== Given instruction ==
Quote every one of the rows below verbatim, omitting the pictures.

[Data items]
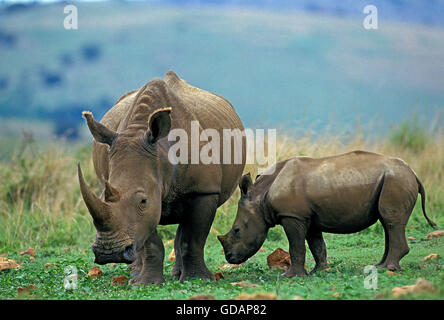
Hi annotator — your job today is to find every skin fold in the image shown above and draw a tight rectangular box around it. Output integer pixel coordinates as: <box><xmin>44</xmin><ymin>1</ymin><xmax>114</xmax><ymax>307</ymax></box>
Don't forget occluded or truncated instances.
<box><xmin>79</xmin><ymin>71</ymin><xmax>246</xmax><ymax>284</ymax></box>
<box><xmin>218</xmin><ymin>151</ymin><xmax>435</xmax><ymax>277</ymax></box>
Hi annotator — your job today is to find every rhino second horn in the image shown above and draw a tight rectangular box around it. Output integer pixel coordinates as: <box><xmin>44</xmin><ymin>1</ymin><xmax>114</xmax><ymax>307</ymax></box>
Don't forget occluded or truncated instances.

== Finished exercise ==
Hi annotator — your job today is to find every skin fold in the image shown above and draw a tight rectangular box around it. Output integer pixel coordinates as: <box><xmin>44</xmin><ymin>1</ymin><xmax>114</xmax><ymax>307</ymax></box>
Don't forget occluded or truncated instances.
<box><xmin>79</xmin><ymin>71</ymin><xmax>246</xmax><ymax>284</ymax></box>
<box><xmin>218</xmin><ymin>151</ymin><xmax>435</xmax><ymax>277</ymax></box>
Hi annotator — your job today is to find every rhino second horn in the image shown above and draw a tight rectangular box around it. Output integer pixel coordinates as: <box><xmin>44</xmin><ymin>1</ymin><xmax>114</xmax><ymax>307</ymax></box>
Don't forget occluded or truncated instances.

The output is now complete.